Vorliegender Textauszug:
::::
Einer von ihnen heißt Walid. Während Walid auf dem Betonboden kniete und aus dem Fenster schoss, schlug im rechten Nachbarhaus, zehn Meter entfernt, eine Rakete ein, deren Explosion noch den Boden erschütterte, auf dem Walid kniete. Durch das Fenster sah er den Einschlag. Drei Rebellen starben durch die Rakete, sieben sind schwer verwundet. Die Verletzten wurden hinter das Haus gebracht, der Sand färbte sich rot. Ein Pick-up rauschte herbei, auf dessen Ladefläche die Verwundeten an Baukränen vorbei weggefahren werden.

Danach wurden die Toten geborgen und in Decken gehüllt. Einer der Toten war so zerfetzt, dass seine Körperteile einzeln geborgen und auf die Ladefläche gelegt werden mussten. Bei der Abfahrt riefen dreißig Rebellen im Chor: „Gott ist groß!“ Als das Fahrzeug hinter einem Haus verschwunden war, gingen sie wieder zu ihren Stellungen zurück und feuerten weiter.
::::
Zeilen aus einem Datensatz:

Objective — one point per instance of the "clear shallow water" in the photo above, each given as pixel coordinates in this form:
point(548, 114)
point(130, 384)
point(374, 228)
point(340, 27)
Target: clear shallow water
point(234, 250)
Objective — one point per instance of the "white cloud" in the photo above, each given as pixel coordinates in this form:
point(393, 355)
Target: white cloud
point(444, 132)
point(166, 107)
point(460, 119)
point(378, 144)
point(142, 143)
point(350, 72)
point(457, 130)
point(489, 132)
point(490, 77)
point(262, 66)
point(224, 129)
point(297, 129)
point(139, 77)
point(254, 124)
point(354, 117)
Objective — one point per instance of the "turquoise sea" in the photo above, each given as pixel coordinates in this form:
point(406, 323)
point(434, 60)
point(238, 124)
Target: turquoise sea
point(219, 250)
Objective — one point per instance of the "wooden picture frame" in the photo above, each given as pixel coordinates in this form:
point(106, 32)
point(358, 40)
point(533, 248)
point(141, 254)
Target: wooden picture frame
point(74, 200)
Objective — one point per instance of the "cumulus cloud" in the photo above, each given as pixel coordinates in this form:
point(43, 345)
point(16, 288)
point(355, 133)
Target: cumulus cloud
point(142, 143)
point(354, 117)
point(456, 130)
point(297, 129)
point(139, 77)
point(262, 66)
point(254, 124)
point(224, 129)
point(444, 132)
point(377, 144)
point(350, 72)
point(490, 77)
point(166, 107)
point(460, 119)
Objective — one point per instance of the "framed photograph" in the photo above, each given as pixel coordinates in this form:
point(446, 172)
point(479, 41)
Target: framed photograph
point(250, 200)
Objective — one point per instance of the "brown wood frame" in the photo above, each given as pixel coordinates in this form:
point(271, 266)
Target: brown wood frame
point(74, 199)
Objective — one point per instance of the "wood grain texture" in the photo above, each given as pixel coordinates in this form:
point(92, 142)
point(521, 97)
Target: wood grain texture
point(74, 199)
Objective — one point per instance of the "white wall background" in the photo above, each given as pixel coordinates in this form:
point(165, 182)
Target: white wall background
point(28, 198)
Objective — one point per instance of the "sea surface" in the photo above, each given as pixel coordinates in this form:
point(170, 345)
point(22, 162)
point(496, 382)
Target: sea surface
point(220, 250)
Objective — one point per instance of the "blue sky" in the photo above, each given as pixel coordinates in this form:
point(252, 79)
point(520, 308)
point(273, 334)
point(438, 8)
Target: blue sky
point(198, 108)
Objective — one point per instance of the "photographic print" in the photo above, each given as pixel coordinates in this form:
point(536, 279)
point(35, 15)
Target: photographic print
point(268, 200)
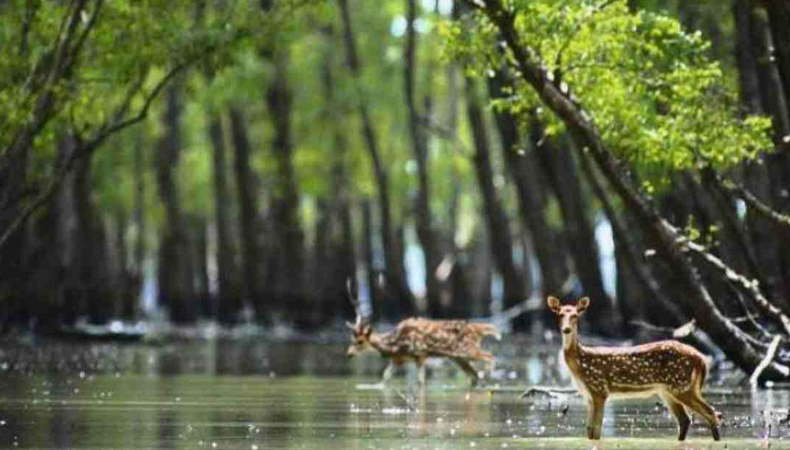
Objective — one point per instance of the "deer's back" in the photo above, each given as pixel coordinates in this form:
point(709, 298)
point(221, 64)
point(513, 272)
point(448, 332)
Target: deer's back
point(664, 365)
point(449, 338)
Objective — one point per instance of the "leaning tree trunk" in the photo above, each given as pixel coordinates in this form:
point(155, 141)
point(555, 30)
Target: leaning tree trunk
point(755, 176)
point(396, 279)
point(176, 289)
point(744, 351)
point(775, 101)
point(496, 218)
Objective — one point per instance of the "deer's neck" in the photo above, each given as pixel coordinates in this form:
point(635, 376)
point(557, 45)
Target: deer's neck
point(572, 350)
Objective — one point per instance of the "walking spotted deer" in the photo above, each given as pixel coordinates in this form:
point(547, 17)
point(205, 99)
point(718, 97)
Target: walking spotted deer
point(672, 370)
point(419, 339)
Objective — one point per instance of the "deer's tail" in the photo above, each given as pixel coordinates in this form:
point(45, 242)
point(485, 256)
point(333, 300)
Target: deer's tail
point(487, 329)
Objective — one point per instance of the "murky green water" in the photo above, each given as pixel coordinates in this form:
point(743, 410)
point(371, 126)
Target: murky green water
point(248, 394)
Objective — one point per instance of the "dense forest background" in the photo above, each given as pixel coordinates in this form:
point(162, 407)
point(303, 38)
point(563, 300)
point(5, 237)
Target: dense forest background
point(239, 160)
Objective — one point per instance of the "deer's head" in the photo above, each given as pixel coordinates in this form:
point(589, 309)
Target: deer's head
point(360, 329)
point(569, 317)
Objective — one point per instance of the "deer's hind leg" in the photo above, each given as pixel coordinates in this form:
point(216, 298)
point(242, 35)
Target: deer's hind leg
point(682, 417)
point(694, 400)
point(469, 369)
point(595, 417)
point(390, 370)
point(421, 374)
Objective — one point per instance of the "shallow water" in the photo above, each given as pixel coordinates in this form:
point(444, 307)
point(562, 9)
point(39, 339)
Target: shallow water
point(253, 394)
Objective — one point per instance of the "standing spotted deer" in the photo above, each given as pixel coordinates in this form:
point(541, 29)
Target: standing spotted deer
point(669, 369)
point(419, 339)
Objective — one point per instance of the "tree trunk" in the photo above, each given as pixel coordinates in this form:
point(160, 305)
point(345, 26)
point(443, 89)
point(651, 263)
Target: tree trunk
point(176, 289)
point(774, 100)
point(138, 272)
point(228, 299)
point(496, 218)
point(396, 279)
point(246, 184)
point(779, 19)
point(371, 268)
point(289, 246)
point(521, 164)
point(342, 259)
point(425, 231)
point(558, 162)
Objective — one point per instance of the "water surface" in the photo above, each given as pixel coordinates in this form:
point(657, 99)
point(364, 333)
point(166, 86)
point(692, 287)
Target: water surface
point(257, 394)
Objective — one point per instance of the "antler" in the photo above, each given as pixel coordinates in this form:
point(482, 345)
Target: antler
point(354, 300)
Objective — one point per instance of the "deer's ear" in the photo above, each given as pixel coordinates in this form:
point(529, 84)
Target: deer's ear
point(584, 302)
point(554, 304)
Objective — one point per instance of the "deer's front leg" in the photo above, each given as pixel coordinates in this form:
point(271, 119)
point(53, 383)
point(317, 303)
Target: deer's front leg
point(389, 370)
point(422, 369)
point(595, 416)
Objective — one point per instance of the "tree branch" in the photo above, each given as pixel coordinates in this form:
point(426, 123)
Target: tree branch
point(751, 286)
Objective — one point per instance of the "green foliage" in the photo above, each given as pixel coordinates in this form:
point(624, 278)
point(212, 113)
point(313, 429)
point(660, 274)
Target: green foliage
point(651, 88)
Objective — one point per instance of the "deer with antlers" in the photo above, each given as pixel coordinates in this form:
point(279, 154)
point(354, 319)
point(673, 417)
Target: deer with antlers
point(418, 339)
point(672, 370)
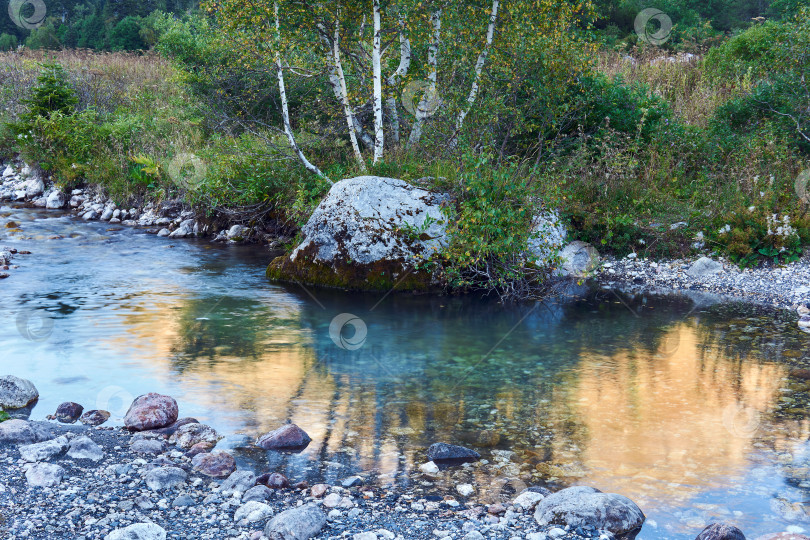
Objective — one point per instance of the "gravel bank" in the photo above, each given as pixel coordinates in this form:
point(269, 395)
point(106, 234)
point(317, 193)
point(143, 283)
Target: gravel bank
point(110, 488)
point(785, 286)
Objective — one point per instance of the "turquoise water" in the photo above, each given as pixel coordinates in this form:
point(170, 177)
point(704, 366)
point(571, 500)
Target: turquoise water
point(697, 412)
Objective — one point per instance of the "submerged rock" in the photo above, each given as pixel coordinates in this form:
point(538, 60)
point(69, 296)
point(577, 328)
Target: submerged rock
point(94, 417)
point(189, 435)
point(365, 234)
point(151, 411)
point(217, 464)
point(448, 452)
point(721, 531)
point(68, 412)
point(287, 437)
point(580, 506)
point(16, 393)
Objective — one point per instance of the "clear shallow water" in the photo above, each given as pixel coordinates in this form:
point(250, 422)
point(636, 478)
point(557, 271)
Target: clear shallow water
point(696, 413)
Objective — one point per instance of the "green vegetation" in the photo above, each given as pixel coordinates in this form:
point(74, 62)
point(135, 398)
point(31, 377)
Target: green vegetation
point(641, 151)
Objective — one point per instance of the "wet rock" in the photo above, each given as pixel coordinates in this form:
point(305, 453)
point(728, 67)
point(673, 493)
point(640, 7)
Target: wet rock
point(199, 448)
point(16, 393)
point(704, 267)
point(451, 452)
point(22, 432)
point(85, 448)
point(721, 531)
point(151, 411)
point(528, 500)
point(138, 531)
point(43, 451)
point(257, 493)
point(273, 481)
point(94, 417)
point(238, 482)
point(147, 446)
point(44, 475)
point(251, 512)
point(190, 434)
point(170, 429)
point(579, 259)
point(56, 200)
point(581, 506)
point(287, 437)
point(216, 464)
point(164, 478)
point(68, 412)
point(299, 523)
point(352, 481)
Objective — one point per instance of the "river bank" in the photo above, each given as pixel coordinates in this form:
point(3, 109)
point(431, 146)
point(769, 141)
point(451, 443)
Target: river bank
point(61, 480)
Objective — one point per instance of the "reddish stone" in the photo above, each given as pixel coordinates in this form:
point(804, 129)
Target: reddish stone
point(68, 412)
point(94, 417)
point(287, 437)
point(217, 464)
point(273, 481)
point(151, 411)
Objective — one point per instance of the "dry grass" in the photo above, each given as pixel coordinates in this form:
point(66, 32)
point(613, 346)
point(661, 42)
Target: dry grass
point(684, 83)
point(105, 81)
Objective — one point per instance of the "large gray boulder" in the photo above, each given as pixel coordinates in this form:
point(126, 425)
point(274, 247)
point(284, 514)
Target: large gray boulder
point(299, 523)
point(16, 393)
point(704, 267)
point(579, 259)
point(365, 233)
point(579, 506)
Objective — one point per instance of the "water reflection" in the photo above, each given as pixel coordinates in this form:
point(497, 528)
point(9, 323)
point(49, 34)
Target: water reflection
point(697, 414)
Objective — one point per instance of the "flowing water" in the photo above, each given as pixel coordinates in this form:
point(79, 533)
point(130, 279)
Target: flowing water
point(696, 411)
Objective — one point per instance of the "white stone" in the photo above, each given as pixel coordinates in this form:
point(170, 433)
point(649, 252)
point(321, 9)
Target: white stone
point(376, 214)
point(138, 531)
point(252, 511)
point(465, 490)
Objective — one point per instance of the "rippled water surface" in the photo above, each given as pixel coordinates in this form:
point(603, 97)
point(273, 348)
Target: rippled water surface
point(697, 412)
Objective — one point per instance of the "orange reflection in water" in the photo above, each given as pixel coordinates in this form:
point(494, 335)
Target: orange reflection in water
point(669, 426)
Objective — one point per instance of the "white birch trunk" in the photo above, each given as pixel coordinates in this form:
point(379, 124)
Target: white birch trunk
point(343, 94)
point(479, 68)
point(422, 111)
point(393, 80)
point(285, 111)
point(379, 135)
::::
Übungen:
a - Wie viele Rebellen starben laut dem Textauszug über den Raketeneinschlag durch die Rakete?
b - Gib aus dem Textauszug über den Raketeneinschlag die Stelle von „Einer von ihnen“ bis einschließlich „und feuerten weiter.“ wortgetreu wieder.
Die Zeilen stehen in keinem Zusammenhang mit dem Textauszug über den Raketeneinschlag.

Lösungen pro Aufgabe:
a - Drei Rebellen starben durch die Rakete.

b -
Einer von ihnen heißt Walid. Während Walid auf dem Betonboden kniete und aus dem Fenster schoss, schlug im rechten Nachbarhaus, zehn Meter entfernt, eine Rakete ein, deren Explosion noch den Boden erschütterte, auf dem Walid kniete. Durch das Fenster sah er den Einschlag. Drei Rebellen starben durch die Rakete, sieben sind schwer verwundet. Die Verletzten wurden hinter das Haus gebracht, der Sand färbte sich rot. Ein Pick-up rauschte herbei, auf dessen Ladefläche die Verwundeten an Baukränen vorbei weggefahren werden.

Danach wurden die Toten geborgen und in Decken gehüllt. Einer der Toten war so zerfetzt, dass seine Körperteile einzeln geborgen und auf die Ladefläche gelegt werden mussten. Bei der Abfahrt riefen dreißig Rebellen im Chor: „Gott ist groß!“ Als das Fahrzeug hinter einem Haus verschwunden war, gingen sie wieder zu ihren Stellungen zurück und feuerten weiter.